Page extract>
-=-=-
Improving Map/Reduce performance in RavenDB
This is another stream of conciseness post, with me trying to figure out what is the best way to resolve a given problem.
Update: I ended up solving this in a drastically different way. I'll post about this later on. I am keeping this here because it is a good post about how I think about a problem.
A while ago, I posted a visual description of how Map/Reduce is supposed to work. That was while I was working on RavenDB map/reduce implementation, but that isn’t actually how the current RavenDB map/reduce works.
Instead, it works like this:
Map phase:
for item in docs: for result in reduce(map(item)): Persist(item.id, result.key, result)
And the reduce phase:
for result in reduce(results): WriteToIndex(result)
There are a few things that are interesting here. First, we have both map and reduce run during the map phase, why is that?
Well, to do an immediate reduction of the values, of course. This has two major benefits.
- It means that in the reduce phase, the reduce accepts the output of the reduce – this is important because it prepare us for the next step that we would have to do, multiple reduce steps.
- Second, it means that if you have multiple results from the same documents that share the same key, they would be reduced immediately, rather than have multiple results with the same key.
You might notice an issue with the code above, though. It seems like we are only running reduce once, and only once.
Indeed, this is how RavenDB 1.0 behaves. It only run the reduce once, regardless of how many entries you have per key.
-=-=-
Position identification entries:
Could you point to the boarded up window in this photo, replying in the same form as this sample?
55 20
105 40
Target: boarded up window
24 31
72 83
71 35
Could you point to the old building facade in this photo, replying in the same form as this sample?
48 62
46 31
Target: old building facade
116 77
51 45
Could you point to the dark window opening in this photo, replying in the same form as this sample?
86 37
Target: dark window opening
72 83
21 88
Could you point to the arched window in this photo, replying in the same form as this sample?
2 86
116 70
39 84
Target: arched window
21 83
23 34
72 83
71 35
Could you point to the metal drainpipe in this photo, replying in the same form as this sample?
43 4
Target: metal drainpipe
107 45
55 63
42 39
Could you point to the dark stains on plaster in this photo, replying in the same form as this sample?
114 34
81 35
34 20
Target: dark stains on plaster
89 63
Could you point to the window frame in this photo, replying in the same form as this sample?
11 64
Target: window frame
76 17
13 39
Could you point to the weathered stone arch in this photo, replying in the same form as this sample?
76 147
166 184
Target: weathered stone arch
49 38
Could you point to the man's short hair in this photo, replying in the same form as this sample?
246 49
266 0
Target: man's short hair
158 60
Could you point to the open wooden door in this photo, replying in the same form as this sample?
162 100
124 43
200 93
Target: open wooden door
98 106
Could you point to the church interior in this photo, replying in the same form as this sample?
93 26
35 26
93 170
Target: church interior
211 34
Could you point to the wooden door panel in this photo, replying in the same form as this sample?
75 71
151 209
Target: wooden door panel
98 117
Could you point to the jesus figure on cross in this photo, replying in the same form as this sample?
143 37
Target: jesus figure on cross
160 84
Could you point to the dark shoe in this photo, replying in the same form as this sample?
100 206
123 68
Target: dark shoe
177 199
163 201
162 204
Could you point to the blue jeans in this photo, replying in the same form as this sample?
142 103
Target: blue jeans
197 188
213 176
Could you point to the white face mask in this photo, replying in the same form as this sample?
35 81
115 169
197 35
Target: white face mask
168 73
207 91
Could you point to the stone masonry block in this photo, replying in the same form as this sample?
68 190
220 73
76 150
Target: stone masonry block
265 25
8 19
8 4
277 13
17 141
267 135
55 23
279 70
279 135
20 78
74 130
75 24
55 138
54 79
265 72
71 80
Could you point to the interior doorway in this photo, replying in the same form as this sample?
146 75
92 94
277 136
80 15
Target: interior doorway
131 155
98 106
-=-=-
Problems to work on>
[a] Rescale the entries from the line containing "Could you point to the open" through the end of the entries, inclusive, repeating every line with the requests included. Multiply each answer point coordinate by 1.35 and round to the nearest whole number, with halves rounded up, leaving the sample coordinates in the requests unchanged.
[b] Pick up the RavenDB Map/Reduce post after its last sentence and write the next part.

Results in order>
[a]
Could you point to the open wooden door in this photo, replying in the same form as this sample?
162 100
124 43
200 93
Target: open wooden door
132 143
Could you point to the church interior in this photo, replying in the same form as this sample?
93 26
35 26
93 170
Target: church interior
285 46
Could you point to the wooden door panel in this photo, replying in the same form as this sample?
75 71
151 209
Target: wooden door panel
132 158
Could you point to the jesus figure on cross in this photo, replying in the same form as this sample?
143 37
Target: jesus figure on cross
216 113
Could you point to the dark shoe in this photo, replying in the same form as this sample?
100 206
123 68
Target: dark shoe
239 269
220 271
219 275
Could you point to the blue jeans in this photo, replying in the same form as this sample?
142 103
Target: blue jeans
266 254
288 238
Could you point to the white face mask in this photo, replying in the same form as this sample?
35 81
115 169
197 35
Target: white face mask
227 99
279 123
Could you point to the stone masonry block in this photo, replying in the same form as this sample?
68 190
220 73
76 150
Target: stone masonry block
358 34
11 26
11 5
374 18
23 190
360 182
74 31
377 95
377 182
27 105
100 176
101 32
74 186
73 107
358 97
96 108
Could you point to the interior doorway in this photo, replying in the same form as this sample?
146 75
92 94
277 136
80 15
Target: interior doorway
177 209
132 143

[b]
Wait! I probably need to explain things. Let us talk for a second about the following map/reduce index:
//map from order in docs.Orders from line in order.OrderLines select new { line.Product, line.Qty } //reduce from result in results group result by result.Product into g select new { Product = g.Key, Qty = g.Sum(x=>x.Qty) }
Now, if we have an order with two line items for the same product, they would be immediately reduced (on the same document) and saved as the map results.
Now, the reduce key in this case is the line item product. So when we execute the reduce, we load all the map results that share the same reduce key and run them through the reduce function together.
As I said, this is how RavenDB 1.0 behaves. And it works really nicely, except that it behave less nicely if you have a lot of results for the same reduce key. What happen if we had a really popular product, that was purchased by a million different order?
Every time that we would get a new order for this product, we would have to re-reduce the entire set. That means that we would have to re-reduce 1 millions items.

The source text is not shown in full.